Can you swap every "coordinate pairs" in the records below for "corner points" and leave everything else unchanged?

##### The input #####

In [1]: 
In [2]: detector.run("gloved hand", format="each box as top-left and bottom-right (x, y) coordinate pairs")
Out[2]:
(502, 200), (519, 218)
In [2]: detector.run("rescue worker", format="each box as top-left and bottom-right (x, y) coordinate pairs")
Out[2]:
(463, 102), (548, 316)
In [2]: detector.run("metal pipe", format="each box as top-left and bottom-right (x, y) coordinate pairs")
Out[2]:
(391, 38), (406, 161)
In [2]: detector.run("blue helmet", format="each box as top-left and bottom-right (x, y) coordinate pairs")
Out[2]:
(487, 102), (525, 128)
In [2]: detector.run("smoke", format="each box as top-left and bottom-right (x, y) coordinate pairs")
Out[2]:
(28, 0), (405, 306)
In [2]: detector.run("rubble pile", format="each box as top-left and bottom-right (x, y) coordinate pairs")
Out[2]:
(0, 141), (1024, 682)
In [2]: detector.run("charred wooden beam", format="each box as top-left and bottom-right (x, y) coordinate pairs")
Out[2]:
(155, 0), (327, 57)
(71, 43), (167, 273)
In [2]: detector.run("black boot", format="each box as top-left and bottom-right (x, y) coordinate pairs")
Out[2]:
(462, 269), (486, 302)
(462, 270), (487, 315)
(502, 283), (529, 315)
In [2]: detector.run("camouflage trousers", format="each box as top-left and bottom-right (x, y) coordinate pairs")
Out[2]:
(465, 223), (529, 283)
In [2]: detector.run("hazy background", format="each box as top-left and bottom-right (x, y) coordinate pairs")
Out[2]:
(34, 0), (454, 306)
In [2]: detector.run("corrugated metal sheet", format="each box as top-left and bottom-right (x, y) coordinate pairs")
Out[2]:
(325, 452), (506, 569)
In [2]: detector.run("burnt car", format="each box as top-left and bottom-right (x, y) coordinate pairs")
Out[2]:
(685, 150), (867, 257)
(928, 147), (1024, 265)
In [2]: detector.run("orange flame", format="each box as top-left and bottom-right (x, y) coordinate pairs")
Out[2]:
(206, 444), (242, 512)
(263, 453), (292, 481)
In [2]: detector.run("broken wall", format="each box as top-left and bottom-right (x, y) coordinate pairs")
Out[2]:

#####

▶ Answer below:
In [1]: 
In [2]: detector.run("gloved hand", format="each box as top-left and bottom-right (x, y) corner points")
Out[2]:
(502, 200), (519, 218)
In [2]: detector.run("rescue worker", format="each box as top-left and bottom-right (x, y) corner points")
Out[2]:
(463, 102), (548, 316)
In [2]: detector.run("metal pipe", format="each box as top-left and bottom-right (x, y) corner points")
Out[2]:
(391, 38), (406, 161)
In [2]: detector.run("blue helmet", format="each box as top-left and bottom-right (x, y) corner points")
Out[2]:
(487, 102), (525, 128)
In [2]: detector.run("smoke", format="each box as top-left and bottom-right (x, y) corner points")
Out[2]:
(28, 0), (405, 306)
In [2]: detector.run("rubble pile", format="each box as top-left and bottom-right (x, y) corner points")
Out[2]:
(0, 141), (1024, 682)
In [2]: detector.run("charred wooden beam", format="each box as top-left and bottom-right (x, y) corner points")
Out[2]:
(155, 0), (327, 57)
(71, 43), (167, 273)
In [2]: detector.run("black boot", format="each box as top-left and bottom-right (x, y) corner points")
Out[2]:
(462, 269), (486, 302)
(462, 270), (487, 315)
(502, 283), (529, 315)
In [2]: detector.run("camouflage trousers", format="each box as top-left and bottom-right (x, y) corner points")
Out[2]:
(465, 223), (529, 283)
In [2]: detector.run("hazy background", format="each box as top-left and bottom-right (x, y) corner points")
Out[2]:
(34, 0), (454, 306)
In [2]: detector.run("corrugated metal sheet", format="each box as top-left and bottom-right (x, y) corner points")
Out[2]:
(325, 452), (506, 569)
In [2]: detector.run("burnt car", format="each box as top-left and bottom-right (x, y) corner points")
Out[2]:
(685, 150), (867, 257)
(928, 147), (1024, 265)
In [2]: detector.run("orange flame", format="each box as top-left and bottom-right (x, y) corner points")
Out[2]:
(206, 444), (242, 512)
(263, 453), (292, 481)
In [2]: detector.run("broken wall", format="each box as top-left and bottom-right (x, y) corner points")
Out[2]:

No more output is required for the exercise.